QUESTIONS TO ANSWER
1. Answer these questions using the text about Ana:
(a) In which borough does Ana live?
(b) What did Ana call 311 to get done?
(c) On what date was her partner arrested?
2. In the text about Ana, rewrite the part starting at "As the virus" and ending at "18 months old.", substituting "immigration agents" for "ICE".
3. Continue the account of Ana's trouble with her landlord from where it stops.

SUPPLIED TEXT
<<<<

That was the case for Ana, an undocumented mother of two living in Brooklyn (her name was changed for anonymity purposes), who for the past three years has had to deal with harassment from her landlord—even when she was pregnant with her second child.

“[One day] he came to knock on my door. I didn’t know what was happening … He started to curse at me in English, and he said he would call inmigración [Immigration and Customs Enforcement] if I didn’t leave … I was shocked, panicked,” she recalls.

As the virus began to take hold in New York, things escalated: She had to call 311 to get her windows fixed, and three days later, on March 12, her partner was arrested by ICE in retaliation, she suspects. The 32-year-old depended on him financially, so she doesn’t have any source of income to take care of her two boys, who are 9 and 18 months old.

>>>>

EXTRACTED MATERIAL

<<<<

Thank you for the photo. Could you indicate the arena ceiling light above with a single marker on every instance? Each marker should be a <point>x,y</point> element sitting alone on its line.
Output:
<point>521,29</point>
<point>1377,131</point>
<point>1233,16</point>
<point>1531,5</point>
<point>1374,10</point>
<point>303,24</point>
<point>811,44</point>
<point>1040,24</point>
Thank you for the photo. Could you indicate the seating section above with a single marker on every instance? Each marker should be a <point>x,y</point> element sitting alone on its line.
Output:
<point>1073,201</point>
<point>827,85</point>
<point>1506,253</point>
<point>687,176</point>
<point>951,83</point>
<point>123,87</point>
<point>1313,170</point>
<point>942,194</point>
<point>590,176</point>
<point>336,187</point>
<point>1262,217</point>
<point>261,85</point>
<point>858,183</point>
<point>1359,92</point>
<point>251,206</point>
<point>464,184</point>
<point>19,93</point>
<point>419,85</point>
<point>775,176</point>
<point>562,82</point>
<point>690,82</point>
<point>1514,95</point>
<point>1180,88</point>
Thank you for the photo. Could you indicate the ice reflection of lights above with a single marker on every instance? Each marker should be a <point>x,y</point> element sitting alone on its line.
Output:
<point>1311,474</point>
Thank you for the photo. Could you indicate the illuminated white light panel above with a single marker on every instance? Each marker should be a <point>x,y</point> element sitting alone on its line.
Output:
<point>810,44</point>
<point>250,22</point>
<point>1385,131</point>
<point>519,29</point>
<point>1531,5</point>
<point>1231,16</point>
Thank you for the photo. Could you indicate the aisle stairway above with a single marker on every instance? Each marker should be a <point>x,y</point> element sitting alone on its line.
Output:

>>>>

ANSWER LIST
1.
(a) Brooklyn
(b) To get her windows fixed
(c) March 12

2.
As the virus began to take hold in New York, things escalated: She had to call 311 to get her windows fixed, and three days later, on March 12, her partner was arrested by immigration agents in retaliation, she suspects. The 32-year-old depended on him financially, so she doesn’t have any source of income to take care of her two boys, who are 9 and 18 months old.

3.
“It’s really hard [to pay rent] because now, more than anything, I’m a little bit sick … In December, I got sciatica, and it’s really painful, and the only person that supported me was my partner. He would support me financially, and now with everything that’s happening with the virus … there’s uncertainty. It’s hard,” she says.

Undocumented individuals across the city are facing a harrowing situation: Many of them are considered essential workers (working in restaurants, hospitality, and child care) and are facing a higher risk of getting infected, while others have lost their jobs or had their hours cut. A recent study estimated that around 192,000 undocumented New Yorkers have lost their jobs.

But because of their status, they’re not eligible for any kind of government assistance, the federal stimulus checks, or unemployment insurance. And their immigration status makes them even more vulnerable to being harassed by their landlords.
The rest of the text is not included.